--- Do this ---
In the patch discussion below, which test is pointed to for self-import using coh_none?

--- Selected excerpt ---
-- Begin --

[Intel-xe] [PATCH v9 3/3] drm/xe/uapi: support pat_index selection with vm_bind

Thu Nov 16 03:59:52 UTC 2023

> -----Original Message-----
> From: Auld, Matthew <matthew.auld at intel.com>
> Sent: Monday, November 13, 2023 5:17 PM
> 
> On 13/11/2023 06:16, Zhang, Carl wrote:
> >
> >
> >> -----Original Message-----
> >> From: Auld, Matthew <matthew.auld at intel.com>
> >> Sent: Thursday, November 9, 2023 11:42 PM
> >>
> >> Hi,
> >>
> >> On 09/11/2023 15:03, Zhang, Carl wrote:
> >>> Hi Matthew,
> >>> Sorry for the delay response, questions about this statement:
> >>> "For imported dma-buf (from  a different device) the coherency mode
> >>> is also
> >> implicit and must also be either 1WAY or 2WAY."
> >>> 1. how about imported dma-buf from a same device/GPU? Same
> >> requirement?
> >>
> >> For self-import (i.e same device) you can also use coh_none, however
> >> it only works if it makes sense given the original cpu_caching. See
> >> the prime_self_import_coh test here:
> >>
> >> https://patchwork.freedesktop.org/patch/566785/?series=124667&rev=9
> >>
> >>   From KMD pov there is not much difference between self-import and
> >> just some normal userspace object.
> >>
> >>> 2. how about the exporting side? If it was created as a UC, the
> >>> coherency will
> >> be treated as NONE,  then it was exported , and imported by another
> >> component, it should be implicit and be 1-way or 2way. KMD will
> >> handle these difference?
> >>
> >> If it was imported from a difference device then KMD has no concept
> >> of cpu_caching for that object. For now that means requiring 1way+.
> >>
> >> See the prime_external_import_coh test for example, in the same link
> >> above. It uses vgem to create some object (but in principle it could
> >> also be i915, amdgpu,
> >> etc) which Xe then imports and maps using vm_bind
> >> 1way+.
> >>
> >>> 3. about dma-buf, producer and consumer maybe set different
> >>> cpu_caching?  As you know,  in producer side, may not know whether
> >>> it will be exported during creation or
> >>
> >> With dma-buf only the producer controls the cpu_caching or equivalent.
> >> The consumer can only control how they wish to map it on the gpu, i.e
> >> the PAT index.
> >>
> >
> > Actually, my question is focus on whether producer and consumer could
> > set different PAT_index, from current discussion:
> > it is "yes" for GPU caching part
> > but is "no" for CPU caching part  & coherency part? --- if it also is
> > "yes", there
> 
> The coherency part was removed from the uapi (i.e gem_create.coh_mode),
> which just leaves the gem_create.cpu_caching. The cpu_caching is not a PAT
> index attribute on the GPU, it is just about controlling how the KMD is meant
> allocate the memory. The memory is allocated as either wb or wc, which is
> then immutable.

-- End --

--- Data listing ---
-- Begin --

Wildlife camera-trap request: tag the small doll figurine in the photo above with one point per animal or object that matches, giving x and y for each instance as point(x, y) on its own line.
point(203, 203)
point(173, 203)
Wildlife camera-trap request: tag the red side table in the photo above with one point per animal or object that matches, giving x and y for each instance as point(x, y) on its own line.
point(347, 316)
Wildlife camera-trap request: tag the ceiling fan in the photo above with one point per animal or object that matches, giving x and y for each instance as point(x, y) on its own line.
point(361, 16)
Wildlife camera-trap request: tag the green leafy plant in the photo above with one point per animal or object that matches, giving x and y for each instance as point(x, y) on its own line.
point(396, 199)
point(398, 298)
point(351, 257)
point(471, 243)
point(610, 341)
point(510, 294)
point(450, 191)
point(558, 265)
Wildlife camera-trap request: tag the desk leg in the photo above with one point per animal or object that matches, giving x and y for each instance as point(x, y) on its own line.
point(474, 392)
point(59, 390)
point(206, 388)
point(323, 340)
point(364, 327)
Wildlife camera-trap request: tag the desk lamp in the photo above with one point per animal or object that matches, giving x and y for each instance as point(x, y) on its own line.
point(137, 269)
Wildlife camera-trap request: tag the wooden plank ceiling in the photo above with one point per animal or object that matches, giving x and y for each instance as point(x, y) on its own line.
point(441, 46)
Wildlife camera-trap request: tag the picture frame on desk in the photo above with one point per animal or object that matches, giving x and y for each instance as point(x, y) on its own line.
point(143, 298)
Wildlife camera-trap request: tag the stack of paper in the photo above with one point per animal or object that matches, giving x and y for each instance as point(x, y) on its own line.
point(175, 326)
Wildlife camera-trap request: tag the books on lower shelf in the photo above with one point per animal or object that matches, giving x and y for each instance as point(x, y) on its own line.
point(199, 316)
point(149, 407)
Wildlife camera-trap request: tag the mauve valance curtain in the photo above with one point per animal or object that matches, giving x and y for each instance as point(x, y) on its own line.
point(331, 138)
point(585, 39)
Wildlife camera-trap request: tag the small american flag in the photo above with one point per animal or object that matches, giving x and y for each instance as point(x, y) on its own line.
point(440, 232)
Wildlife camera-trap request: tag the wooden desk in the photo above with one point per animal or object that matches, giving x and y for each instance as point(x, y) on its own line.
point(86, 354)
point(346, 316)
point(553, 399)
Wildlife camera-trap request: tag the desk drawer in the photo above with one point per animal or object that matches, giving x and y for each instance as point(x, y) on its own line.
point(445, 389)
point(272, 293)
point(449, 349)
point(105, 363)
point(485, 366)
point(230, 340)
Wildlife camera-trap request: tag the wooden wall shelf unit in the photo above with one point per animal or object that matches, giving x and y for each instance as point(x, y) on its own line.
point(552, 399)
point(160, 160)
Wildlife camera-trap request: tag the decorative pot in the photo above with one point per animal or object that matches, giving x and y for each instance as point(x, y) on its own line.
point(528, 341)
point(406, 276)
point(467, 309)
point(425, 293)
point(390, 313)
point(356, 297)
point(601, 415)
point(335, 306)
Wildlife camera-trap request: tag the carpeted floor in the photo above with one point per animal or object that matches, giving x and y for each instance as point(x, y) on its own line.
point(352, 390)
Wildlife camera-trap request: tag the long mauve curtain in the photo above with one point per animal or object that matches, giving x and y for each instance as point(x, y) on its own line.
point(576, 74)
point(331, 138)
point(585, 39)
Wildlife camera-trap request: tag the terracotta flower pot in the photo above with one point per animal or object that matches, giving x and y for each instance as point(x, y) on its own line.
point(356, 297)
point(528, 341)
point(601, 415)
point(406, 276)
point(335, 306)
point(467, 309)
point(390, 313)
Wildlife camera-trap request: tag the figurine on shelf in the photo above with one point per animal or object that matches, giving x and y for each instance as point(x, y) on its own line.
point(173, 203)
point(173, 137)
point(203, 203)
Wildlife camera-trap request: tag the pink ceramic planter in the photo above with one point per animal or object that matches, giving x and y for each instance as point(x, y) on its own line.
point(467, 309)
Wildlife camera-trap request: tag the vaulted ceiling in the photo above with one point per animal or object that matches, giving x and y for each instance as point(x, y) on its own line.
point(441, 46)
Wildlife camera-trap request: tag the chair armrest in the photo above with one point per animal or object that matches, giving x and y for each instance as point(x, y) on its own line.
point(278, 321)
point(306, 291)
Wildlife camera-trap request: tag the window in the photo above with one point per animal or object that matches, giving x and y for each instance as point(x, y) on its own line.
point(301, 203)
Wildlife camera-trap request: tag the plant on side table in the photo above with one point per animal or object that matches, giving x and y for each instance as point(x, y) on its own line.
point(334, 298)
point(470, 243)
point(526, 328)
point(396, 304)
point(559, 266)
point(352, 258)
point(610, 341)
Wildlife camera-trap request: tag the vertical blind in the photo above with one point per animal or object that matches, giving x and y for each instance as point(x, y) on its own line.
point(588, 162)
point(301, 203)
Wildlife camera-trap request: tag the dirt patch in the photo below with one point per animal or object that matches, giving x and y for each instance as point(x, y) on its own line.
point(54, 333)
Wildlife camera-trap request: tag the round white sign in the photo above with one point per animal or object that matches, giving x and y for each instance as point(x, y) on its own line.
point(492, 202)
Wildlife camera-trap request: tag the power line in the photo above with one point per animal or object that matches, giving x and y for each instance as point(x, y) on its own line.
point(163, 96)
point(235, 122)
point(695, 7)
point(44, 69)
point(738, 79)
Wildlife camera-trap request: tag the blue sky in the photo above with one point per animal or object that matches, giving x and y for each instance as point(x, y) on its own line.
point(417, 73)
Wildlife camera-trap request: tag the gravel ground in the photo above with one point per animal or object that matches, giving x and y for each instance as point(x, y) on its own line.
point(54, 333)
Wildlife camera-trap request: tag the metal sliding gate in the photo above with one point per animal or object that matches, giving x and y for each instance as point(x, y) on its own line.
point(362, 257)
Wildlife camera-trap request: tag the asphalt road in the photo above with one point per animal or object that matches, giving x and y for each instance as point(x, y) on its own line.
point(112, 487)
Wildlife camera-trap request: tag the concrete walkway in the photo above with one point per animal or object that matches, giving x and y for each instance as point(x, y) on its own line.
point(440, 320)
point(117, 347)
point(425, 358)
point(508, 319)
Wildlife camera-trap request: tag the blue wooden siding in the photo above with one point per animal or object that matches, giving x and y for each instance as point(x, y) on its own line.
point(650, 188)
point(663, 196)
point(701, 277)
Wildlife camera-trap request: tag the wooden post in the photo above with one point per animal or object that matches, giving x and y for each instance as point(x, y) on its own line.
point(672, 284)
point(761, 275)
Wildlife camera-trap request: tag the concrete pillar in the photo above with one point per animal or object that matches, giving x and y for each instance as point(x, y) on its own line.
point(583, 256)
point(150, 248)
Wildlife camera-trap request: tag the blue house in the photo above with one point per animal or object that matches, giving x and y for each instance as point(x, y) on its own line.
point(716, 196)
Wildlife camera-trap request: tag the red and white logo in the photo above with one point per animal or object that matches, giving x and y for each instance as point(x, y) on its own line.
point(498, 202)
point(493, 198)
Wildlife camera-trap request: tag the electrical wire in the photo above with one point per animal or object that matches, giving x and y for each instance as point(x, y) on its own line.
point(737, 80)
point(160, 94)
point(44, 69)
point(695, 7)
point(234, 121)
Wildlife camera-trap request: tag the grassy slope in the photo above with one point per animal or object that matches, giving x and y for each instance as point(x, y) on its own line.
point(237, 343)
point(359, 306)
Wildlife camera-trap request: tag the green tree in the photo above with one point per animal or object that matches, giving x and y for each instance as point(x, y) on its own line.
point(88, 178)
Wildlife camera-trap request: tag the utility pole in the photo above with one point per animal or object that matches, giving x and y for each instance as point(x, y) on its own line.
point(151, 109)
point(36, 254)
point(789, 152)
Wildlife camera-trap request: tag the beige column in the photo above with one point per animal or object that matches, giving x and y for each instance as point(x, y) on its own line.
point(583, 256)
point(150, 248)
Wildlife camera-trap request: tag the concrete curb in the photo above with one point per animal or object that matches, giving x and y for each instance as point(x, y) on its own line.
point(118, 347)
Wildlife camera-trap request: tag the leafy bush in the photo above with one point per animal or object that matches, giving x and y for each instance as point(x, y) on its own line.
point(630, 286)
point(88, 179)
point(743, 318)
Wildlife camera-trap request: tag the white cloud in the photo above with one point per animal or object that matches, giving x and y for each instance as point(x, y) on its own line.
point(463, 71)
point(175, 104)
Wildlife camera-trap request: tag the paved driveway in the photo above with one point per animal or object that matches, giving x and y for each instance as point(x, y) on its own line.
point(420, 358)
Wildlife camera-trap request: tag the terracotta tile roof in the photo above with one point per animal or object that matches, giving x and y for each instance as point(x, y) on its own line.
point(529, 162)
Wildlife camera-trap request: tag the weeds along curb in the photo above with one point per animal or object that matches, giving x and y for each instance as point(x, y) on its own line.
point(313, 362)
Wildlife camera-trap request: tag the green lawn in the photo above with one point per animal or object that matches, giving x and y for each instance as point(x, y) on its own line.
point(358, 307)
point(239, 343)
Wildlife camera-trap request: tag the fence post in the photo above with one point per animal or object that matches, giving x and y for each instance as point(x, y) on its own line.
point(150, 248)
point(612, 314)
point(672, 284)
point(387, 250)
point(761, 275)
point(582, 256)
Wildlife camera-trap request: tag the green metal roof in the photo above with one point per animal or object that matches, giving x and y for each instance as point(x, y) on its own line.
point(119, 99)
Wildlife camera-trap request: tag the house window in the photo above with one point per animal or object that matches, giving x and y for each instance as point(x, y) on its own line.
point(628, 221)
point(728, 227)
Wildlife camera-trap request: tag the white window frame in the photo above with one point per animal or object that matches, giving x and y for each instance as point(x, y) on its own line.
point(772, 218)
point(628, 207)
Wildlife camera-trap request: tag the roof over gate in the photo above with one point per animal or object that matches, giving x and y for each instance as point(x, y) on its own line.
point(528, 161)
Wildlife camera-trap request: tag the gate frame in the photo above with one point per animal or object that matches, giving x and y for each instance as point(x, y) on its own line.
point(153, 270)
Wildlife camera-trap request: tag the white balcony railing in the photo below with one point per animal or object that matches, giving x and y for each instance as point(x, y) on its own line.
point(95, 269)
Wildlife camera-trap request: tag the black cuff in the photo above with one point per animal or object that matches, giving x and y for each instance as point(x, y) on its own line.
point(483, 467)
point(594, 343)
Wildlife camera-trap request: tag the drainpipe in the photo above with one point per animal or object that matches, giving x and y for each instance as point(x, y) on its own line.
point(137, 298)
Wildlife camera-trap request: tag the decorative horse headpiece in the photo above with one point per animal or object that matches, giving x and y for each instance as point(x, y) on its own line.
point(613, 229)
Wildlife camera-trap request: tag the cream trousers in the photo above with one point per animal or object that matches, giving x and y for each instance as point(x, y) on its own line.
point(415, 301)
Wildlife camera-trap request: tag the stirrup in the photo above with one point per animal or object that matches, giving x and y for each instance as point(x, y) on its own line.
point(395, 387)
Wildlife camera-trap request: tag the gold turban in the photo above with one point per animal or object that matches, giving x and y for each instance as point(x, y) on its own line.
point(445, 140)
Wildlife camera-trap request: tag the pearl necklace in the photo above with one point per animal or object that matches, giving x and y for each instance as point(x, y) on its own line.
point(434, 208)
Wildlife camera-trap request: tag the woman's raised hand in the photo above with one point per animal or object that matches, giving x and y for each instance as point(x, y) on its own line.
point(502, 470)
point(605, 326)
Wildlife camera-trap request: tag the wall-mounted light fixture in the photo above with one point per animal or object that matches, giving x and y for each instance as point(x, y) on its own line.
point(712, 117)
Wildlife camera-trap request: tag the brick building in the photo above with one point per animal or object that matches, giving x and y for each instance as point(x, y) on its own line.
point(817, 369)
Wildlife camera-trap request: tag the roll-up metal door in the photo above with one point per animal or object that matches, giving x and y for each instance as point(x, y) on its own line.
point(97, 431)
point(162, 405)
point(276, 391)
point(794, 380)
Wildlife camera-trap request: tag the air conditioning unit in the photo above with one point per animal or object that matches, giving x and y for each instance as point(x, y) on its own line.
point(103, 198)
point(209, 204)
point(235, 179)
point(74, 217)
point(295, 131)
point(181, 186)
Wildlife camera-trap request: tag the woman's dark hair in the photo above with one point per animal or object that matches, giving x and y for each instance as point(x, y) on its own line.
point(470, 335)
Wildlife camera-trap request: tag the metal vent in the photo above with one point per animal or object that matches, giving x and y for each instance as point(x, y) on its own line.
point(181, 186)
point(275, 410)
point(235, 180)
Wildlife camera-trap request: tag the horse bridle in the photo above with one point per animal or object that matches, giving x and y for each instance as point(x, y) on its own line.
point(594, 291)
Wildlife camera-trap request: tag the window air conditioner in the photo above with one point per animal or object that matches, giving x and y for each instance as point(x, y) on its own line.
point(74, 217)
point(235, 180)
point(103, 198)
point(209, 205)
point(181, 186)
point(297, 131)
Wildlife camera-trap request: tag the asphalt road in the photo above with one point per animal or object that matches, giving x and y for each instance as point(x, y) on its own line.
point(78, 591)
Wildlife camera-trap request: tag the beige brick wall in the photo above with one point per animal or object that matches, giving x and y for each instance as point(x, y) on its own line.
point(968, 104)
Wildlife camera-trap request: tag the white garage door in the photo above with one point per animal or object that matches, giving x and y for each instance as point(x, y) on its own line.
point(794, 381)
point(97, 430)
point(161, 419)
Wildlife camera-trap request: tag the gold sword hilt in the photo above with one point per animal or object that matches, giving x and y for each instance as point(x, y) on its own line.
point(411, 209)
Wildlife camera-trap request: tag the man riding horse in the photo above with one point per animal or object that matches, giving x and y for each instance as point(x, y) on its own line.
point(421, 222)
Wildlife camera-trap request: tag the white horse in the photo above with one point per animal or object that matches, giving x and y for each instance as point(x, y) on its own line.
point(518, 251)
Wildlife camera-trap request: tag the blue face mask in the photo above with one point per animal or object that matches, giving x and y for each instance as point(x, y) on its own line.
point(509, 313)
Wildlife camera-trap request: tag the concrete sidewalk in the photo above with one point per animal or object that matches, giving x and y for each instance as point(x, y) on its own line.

-- End --

--- Written solution ---
The prime_self_import_coh test.